▶ **Text passage**

══════════════════════════════

The question of whether you can fund a bypass trust – also known as a credit shelter trust or an A-B trust – with jointly owned property is a common one for estate planning attorneys like Steve Bliss in San Diego. The short answer is yes, you absolutely can, but it requires careful planning and a clear understanding of how joint ownership affects the trust’s funding and tax implications. Bypass trusts are designed to take advantage of the estate tax exemption, allowing assets to bypass one spouse’s estate and avoid estate taxes when they pass away. Jointly owned property, however, presents unique considerations because of rights of survivorship. According to a recent study by the American Association of Retired Persons, approximately 70% of married couples own property jointly. This is why understanding the nuances of funding a bypass trust with such assets is so vital.
What happens to jointly owned property upon death?
When property is held as “joint tenants with right of survivorship,” the surviving owner automatically inherits the deceased owner’s share. This bypasses the probate process and can be advantageous in some situations. However, this automatic transfer can interfere with the intended funding of a bypass trust. To properly fund a trust with jointly owned property, you generally need to sever the joint tenancy and convert it to a tenancy in common. This can be done through a deed transferring ownership, effectively removing the right of survivorship. It’s important to note that severing the joint tenancy doesn’t necessarily mean the property won’t eventually end up in the trust; it simply allows the trust to receive the deceased spouse’s share rather than the surviving spouse automatically inheriting it. Failing to do this can result in the property bypassing the trust altogether, defeating the estate tax benefits it was intended to provide.
How does tenancy in common differ from joint tenancy?
Tenancy in common allows each owner to hold a distinct share of the property, which they can then bequeath in their will or trust. Unlike joint tenancy, there is no automatic right of survivorship. If one tenant in common dies, their share becomes part of their estate and is distributed according to their will or, if they don’t have a will, according to state intestacy laws. Converting a jointly held asset to a tenancy in common allows the trust to receive the deceased spouse’s portion, maximizing the use of their estate tax exemption. Think of it like dividing a pie – with joint tenancy, the last person standing gets the whole pie. With tenancy in common, each person has a slice that they can distribute as they see fit. This flexibility is crucial for effective estate planning and can save significant amounts in estate taxes.

══════════════════════════════

▶ **Given problem 1**
Answer these questions from the bypass trust passage:
(a) What share of married couples own property jointly, according to the study it cites?
(b) What document can be used to sever a joint tenancy?
(c) How is a tenant in common's share distributed if that person dies without a will?
▶ **Given problem 2**
Can you reproduce word for word the section of the bypass trust passage from "How does tenancy" up to and including "in estate taxes."?
▶ **Given problem 3**
Write the next part of the bypass trust passage, picking up after its final sentence.
The records are separate from the bypass trust passage.

▶ **Given information**
══════════════════════════════

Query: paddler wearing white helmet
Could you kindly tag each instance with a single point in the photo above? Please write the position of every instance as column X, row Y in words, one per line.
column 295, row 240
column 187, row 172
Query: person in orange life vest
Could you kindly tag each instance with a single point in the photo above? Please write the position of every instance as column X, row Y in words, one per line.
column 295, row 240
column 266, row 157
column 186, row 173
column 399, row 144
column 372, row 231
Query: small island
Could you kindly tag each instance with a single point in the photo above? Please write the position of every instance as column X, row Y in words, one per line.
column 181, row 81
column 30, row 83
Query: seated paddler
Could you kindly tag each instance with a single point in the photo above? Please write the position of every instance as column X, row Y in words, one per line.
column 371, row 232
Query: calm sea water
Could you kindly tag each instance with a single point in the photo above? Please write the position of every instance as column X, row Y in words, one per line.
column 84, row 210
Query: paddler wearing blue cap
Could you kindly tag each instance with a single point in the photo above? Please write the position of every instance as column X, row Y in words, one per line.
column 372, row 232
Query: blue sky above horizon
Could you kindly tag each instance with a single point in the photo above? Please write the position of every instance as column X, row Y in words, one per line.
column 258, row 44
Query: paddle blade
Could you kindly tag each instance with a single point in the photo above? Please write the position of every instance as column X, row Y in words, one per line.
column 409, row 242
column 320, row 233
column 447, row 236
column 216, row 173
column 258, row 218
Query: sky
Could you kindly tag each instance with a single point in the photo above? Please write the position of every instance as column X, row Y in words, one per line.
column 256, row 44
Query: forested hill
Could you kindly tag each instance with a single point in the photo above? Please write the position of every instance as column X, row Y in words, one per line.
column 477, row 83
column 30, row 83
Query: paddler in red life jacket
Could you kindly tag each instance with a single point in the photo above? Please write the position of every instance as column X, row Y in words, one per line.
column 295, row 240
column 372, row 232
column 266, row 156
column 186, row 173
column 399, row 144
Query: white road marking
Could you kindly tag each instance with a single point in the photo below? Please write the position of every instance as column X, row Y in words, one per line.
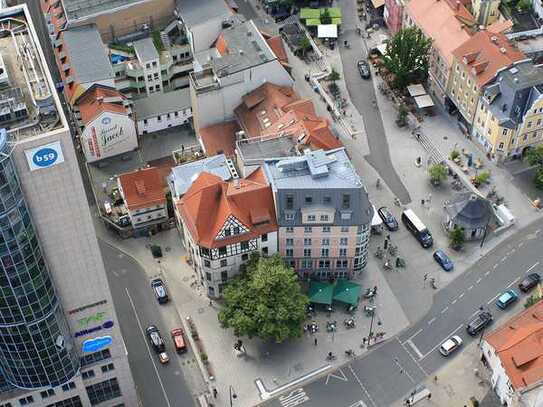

══════════════════════════════

▶ **Exercise answer 1**
(a) Approximately 70%.
(b) A deed transferring ownership.
(c) According to state intestacy laws.

▶ **Exercise answer 2**
How does tenancy in common differ from joint tenancy?
Tenancy in common allows each owner to hold a distinct share of the property, which they can then bequeath in their will or trust. Unlike joint tenancy, there is no automatic right of survivorship. If one tenant in common dies, their share becomes part of their estate and is distributed according to their will or, if they don’t have a will, according to state intestacy laws. Converting a jointly held asset to a tenancy in common allows the trust to receive the deceased spouse’s portion, maximizing the use of their estate tax exemption. Think of it like dividing a pie – with joint tenancy, the last person standing gets the whole pie. With tenancy in common, each person has a slice that they can distribute as they see fit. This flexibility is crucial for effective estate planning and can save significant amounts in estate taxes.

▶ **Exercise answer 3**
Can I fund a bypass trust with real estate held as tenants by the entirety?
Tenancy by the entirety is a form of joint ownership reserved for married couples, offering the highest level of protection against creditors. It’s similar to joint tenancy with right of survivorship, but with additional protections. Funding a bypass trust with property held in this manner is more complex, and typically requires specific language in the trust document authorizing the transfer and potentially a court order. Some states require active steps to break the tenancy by the entirety before the property can be transferred into a trust. This is because the tenancy by the entirety is so strongly protected under the law, and any attempt to sever it must be carefully considered and documented.
What if I forget to sever the joint tenancy before my passing?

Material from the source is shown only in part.